*Given request 1*. Using the Celtics-Rockets review, decide whether each statement agrees with it, answering yes or no and quoting the words that settle it: (a) The Celtics beat the Rockets in overtime. (b) Kevin Garnett made both of his free throws in the overtime period. (c) The Celtics' next game is in Philadelphia on Wednesday night.
*Given request 2*. Return the stretch of the Celtics-Rockets review from "BOSTON The Boston" through "and force overtime.", copied word for word.

Celtics-Rockets review: What we saw . . .


Celtics-Rockets review: What we saw . . .

BOSTON The Boston Celtics' 97-92 overtime win over the Houston Rockets Tuesday night was filled with missed layups, missed free throws and some untimely turnovers in ways seldom seen - and Doc Rivers couldn't have been any happier.

"We're starting to play good basketball and we're starting to win basketball games when we don't play good basketball," the Celtics coach said. "And that may be more important."

Boston appeared to have the game under control in the closing seconds of regulation, but the ball seemed to slip out of Rajon Rondo's hands as he missed an uncontested breakaway layup. Moments later, the Rockets were able to tie the game and force overtime.

The C's had more miscues that came out of nowhere in the overtime period, such as Kevin Garnett - an 84.3 percent free-throw shooter - missing a pair, and Paul Pierce turning the ball over on an eight-second violation.

"That was a crazy game," Rivers said. "The whole game - it wasn't even just the ending."

Said Rockets forward Luis Scola: "The fact that we are in overtime is very lucky. What are the chances that Rondo misses a wide open layup when nobody's close to him? The fact that we played overtime was a bonus, a present. We lost the game before that. We could have won in overtime, but the reality is that we lost before."

And now the Celtics' focus will immediately shift to an Atlantic Division matchup in Philadelphia Wednesday night with first place in the division at stake. But before we get too ahead of ourselves, let's review some of the factors highlighted prior to the Celtics' victory, which extended their winning streak to five in a row.

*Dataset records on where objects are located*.
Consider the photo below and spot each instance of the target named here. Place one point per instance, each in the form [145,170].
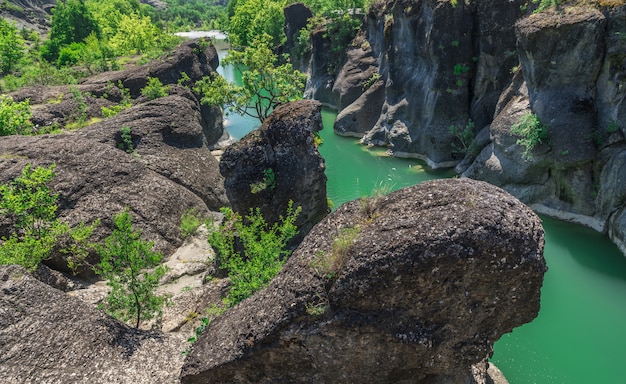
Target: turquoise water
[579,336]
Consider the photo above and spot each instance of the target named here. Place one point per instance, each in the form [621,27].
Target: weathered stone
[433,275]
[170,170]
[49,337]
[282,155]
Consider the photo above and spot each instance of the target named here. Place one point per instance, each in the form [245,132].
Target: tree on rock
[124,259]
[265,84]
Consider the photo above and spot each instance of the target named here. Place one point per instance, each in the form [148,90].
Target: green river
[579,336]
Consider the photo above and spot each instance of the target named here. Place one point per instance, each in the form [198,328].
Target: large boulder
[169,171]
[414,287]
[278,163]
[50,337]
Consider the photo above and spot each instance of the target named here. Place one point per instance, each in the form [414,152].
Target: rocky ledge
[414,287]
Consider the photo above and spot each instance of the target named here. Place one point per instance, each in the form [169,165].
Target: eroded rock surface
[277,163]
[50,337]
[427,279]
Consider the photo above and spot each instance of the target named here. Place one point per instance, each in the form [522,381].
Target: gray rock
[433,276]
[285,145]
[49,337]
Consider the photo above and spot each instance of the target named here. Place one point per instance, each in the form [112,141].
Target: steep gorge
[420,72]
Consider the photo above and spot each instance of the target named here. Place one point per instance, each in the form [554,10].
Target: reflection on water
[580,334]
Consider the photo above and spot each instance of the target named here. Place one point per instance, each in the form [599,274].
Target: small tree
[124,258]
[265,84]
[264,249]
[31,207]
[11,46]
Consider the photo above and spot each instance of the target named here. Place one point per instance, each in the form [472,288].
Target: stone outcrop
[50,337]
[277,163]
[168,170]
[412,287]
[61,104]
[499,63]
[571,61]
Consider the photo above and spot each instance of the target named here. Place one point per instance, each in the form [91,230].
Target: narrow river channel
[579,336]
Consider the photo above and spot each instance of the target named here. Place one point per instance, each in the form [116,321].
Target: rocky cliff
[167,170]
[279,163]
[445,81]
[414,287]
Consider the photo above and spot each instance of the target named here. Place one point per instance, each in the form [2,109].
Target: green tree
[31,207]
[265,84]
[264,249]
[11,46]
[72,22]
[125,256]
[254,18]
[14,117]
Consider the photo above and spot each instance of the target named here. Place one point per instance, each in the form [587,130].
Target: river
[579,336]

*Problem solution 1*.
(a) Yes: "The Boston Celtics' 97-92 overtime win over the Houston Rockets"
(b) No: "Kevin Garnett - an 84.3 percent free-throw shooter - missing a pair"
(c) Yes: "an Atlantic Division matchup in Philadelphia Wednesday night"

*Problem solution 2*.
BOSTON The Boston Celtics' 97-92 overtime win over the Houston Rockets Tuesday night was filled with missed layups, missed free throws and some untimely turnovers in ways seldom seen - and Doc Rivers couldn't have been any happier.

"We're starting to play good basketball and we're starting to win basketball games when we don't play good basketball," the Celtics coach said. "And that may be more important."

Boston appeared to have the game under control in the closing seconds of regulation, but the ball seemed to slip out of Rajon Rondo's hands as he missed an uncontested breakaway layup. Moments later, the Rockets were able to tie the game and force overtime.